Assigned task:
Lines below that hold the word "blue" must be copied in full.

-- Data for this task follows --

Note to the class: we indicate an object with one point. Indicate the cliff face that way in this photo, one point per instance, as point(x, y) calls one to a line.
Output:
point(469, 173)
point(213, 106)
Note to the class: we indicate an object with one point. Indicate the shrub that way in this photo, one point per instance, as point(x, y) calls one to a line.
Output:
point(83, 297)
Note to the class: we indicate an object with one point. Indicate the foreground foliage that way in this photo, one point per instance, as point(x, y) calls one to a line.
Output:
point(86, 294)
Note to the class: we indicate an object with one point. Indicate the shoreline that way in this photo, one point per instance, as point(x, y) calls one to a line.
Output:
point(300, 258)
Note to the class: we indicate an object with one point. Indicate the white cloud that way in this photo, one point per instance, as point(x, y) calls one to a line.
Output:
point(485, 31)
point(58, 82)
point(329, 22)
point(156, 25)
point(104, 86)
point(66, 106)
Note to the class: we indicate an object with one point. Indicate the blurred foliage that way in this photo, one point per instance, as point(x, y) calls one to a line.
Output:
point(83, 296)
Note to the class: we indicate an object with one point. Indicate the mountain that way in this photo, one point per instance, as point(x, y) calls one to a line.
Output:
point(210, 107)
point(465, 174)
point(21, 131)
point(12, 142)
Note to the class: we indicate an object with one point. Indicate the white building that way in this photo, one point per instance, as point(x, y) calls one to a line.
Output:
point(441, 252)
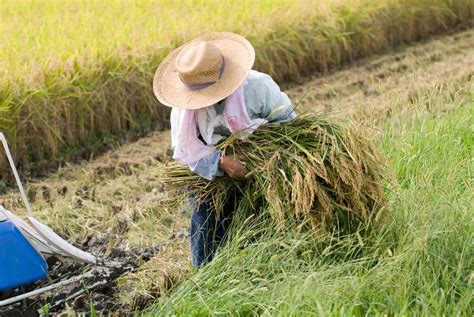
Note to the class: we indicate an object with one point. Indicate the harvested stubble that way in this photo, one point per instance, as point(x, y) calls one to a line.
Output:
point(310, 172)
point(78, 72)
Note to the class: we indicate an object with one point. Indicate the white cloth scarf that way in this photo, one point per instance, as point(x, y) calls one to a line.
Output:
point(188, 148)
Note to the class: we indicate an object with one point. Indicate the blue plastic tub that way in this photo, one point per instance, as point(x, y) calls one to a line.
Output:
point(20, 263)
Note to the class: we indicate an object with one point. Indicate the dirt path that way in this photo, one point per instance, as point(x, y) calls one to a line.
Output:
point(119, 193)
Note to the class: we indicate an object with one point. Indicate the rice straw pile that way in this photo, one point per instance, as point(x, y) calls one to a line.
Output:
point(311, 172)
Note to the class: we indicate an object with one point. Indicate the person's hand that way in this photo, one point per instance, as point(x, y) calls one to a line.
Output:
point(231, 165)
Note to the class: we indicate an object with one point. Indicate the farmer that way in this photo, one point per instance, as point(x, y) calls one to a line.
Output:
point(213, 93)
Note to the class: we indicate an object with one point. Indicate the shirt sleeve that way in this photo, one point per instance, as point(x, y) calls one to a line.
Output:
point(208, 166)
point(274, 104)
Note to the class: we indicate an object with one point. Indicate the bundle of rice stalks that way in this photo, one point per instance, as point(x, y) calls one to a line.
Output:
point(310, 171)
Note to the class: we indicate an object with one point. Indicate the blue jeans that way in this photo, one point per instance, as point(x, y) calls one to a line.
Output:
point(208, 231)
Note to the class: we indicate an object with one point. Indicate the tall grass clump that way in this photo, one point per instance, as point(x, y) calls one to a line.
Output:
point(417, 263)
point(74, 75)
point(311, 171)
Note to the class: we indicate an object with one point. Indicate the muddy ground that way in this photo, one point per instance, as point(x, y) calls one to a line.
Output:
point(119, 194)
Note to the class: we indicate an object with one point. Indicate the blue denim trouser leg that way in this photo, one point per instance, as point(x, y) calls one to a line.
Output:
point(207, 232)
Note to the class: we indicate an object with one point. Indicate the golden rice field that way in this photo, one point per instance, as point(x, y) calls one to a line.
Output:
point(77, 75)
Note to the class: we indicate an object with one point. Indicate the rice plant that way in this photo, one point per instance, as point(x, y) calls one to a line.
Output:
point(74, 73)
point(311, 171)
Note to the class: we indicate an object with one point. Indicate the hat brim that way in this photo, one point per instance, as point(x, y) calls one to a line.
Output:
point(239, 57)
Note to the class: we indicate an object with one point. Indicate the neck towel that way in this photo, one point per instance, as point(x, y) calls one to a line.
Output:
point(185, 124)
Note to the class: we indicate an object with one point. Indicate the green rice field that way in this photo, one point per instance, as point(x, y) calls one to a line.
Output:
point(75, 76)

-- Data for this task concluded --

Output:
Note to the class: we indicate an object with one point. Indicate the blue plastic tub that way in this photo, one point per instance, as point(x, y) calls one to a line.
Note to the class: we indicate an object with one point. Indicate the blue jeans that way in this photo, one point per instance, as point(x, y) calls one to a line.
Note to the class: we indicate an object with one point. Indicate the blue denim trouser leg that way in this photo, one point per instance, as point(x, y) calls one to a line.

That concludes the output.